**Extract:**
((
Similarly, Hagar's mission to kill Milkman sharply contrasts with Pilate's mission "to decide how she wanted to live and what was valuable to her." Hagar becomes a "wilderness," wild and out of control, but Pilate remains calm and rational; Hagar sees her choices as limited and governed by external forces — if she can't have Milkman's love, she'll settle for his fear; Pilate, who "must decide on whether to get to Virginia or settle in a town where she would probably have to wear shoes," transcends the limiting concept of binary thinking — choosing one of two possibilities, but not both — and decides to do both. And while Milkman's rejection of Hagar destroys Hagar's fragile sense of self and compels her to resort to a murderous rage that rivals the "focused meanness of a flood or an avalanche of snow" and the "calculated violence of a shark," Pilate's rejection by the men who are terrified of her because she does not have a navel, her "defect," empowers her and enables her to channel her rage into a more creative, constructive outlet — namely, living. Ultimately, Hagar is devastated by Milkman's rejection of her and reduced to a "ghost," but Pilate survives because she has learned to love and value herself, regardless of others' opinions.
Glossary
Earl Grey an expensive brand of brewing tea.
old man Lipton's instant refers to a brand name of a popular instant tea.
miscegenation a sexual relationship between two people of different races.
Congo an African country that gained independence from France in 1960.
phosphorous a poisonous chemical that is highly reactive. Milkman avoids Guitar's eyes because he knows he will see a venomous, agitated look in them.
))
**Data:**
((
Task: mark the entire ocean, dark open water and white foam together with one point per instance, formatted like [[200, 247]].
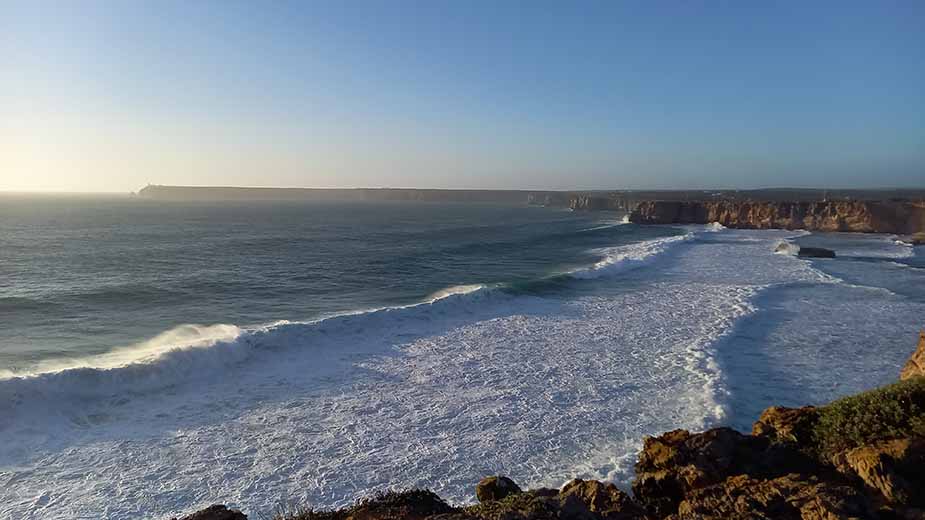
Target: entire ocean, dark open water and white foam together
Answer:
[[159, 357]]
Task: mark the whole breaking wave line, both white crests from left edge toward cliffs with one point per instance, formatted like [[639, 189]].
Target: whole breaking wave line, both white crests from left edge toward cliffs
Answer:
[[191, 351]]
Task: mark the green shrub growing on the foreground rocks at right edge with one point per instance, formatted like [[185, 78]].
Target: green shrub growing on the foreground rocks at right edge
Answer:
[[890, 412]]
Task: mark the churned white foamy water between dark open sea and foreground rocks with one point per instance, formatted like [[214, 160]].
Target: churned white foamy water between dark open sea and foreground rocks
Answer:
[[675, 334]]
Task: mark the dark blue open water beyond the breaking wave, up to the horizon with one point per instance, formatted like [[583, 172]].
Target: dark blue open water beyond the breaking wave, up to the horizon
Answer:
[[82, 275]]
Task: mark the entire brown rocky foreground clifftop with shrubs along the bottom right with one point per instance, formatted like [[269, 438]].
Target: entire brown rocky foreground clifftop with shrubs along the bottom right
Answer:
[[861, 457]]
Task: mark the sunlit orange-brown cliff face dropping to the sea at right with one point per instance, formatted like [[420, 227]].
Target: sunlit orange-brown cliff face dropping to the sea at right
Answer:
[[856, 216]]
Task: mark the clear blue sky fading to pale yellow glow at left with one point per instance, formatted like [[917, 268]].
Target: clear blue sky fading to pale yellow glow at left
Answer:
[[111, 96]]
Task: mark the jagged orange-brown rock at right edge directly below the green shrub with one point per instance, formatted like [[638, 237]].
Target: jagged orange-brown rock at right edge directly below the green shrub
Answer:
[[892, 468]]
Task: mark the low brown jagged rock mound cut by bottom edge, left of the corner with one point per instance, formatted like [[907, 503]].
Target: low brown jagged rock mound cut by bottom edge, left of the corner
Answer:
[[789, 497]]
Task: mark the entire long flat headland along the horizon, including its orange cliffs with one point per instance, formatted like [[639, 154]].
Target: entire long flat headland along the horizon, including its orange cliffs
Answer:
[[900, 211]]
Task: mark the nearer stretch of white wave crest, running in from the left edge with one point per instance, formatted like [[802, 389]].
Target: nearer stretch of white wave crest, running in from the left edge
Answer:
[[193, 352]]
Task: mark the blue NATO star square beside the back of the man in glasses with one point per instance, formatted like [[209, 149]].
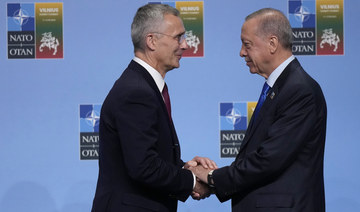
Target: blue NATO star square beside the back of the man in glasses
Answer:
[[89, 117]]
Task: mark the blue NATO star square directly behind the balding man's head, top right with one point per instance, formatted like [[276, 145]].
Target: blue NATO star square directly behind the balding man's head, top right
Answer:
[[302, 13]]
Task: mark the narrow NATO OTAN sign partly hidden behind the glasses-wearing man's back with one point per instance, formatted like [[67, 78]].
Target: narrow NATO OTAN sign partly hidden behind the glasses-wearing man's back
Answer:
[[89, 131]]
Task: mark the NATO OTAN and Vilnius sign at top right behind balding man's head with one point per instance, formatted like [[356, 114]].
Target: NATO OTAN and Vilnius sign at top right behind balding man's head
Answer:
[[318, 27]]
))
**Task:** Carry on the commentary on Hagar and Pilate from the end of its glossary by writing the next part.

**Answer to the exercise:**
Pall Mal a brand of cigarettes.
Planter's a brand of peanut products, including peanut butter.
Si Quaeris Peninsulam Amoenam Circumspice the Michigan state motto; Latin, meaning "If you seek a pleasant peninsula, look around you."
Jack Daniel's a medium-priced whiskey.
lethargy sluggishness.
infanticide infant-killing; a person who kills an infant.
grits ground dried-and-hulled corn kernels that are boiled and eaten.
lye a white, crystalline substance, derived from ash and lime water, used to make paper, detergent, soap, and aluminum.
enema injecting liquid into the rectum, which then expels the liquid and all waste.
Argo cornstarch a brand name of cornstarch, a thickener in cooking.
pistil the seed-bearing sex organ of a flower.
nicotiana commonly called flowering tobacco and native to South America; an annual or perennial flower with branching stalks and starburst-like flowers of white, pink, yellow, red, or green.
anaconda a large South American snake that suffocates its victims. Morrison characterizes Hagar's feelings for Milkman as an "anaconda love" because Hagar's love is all-consuming.
haint ghost, from the vernacular spelling of haunt.
a root worker a fortune teller, or spell caster, using various root concoctions.
Society of Friends the Quakers, a religious denomination. Quakers were instrumental in helping runaway slaves reach freedom in the North.
the crash of 1929 refers to the United States stock market crash of 1929, which precipitated the Great Depression and contributed to a worldwide financial collapse.
truculent in a fighting mood.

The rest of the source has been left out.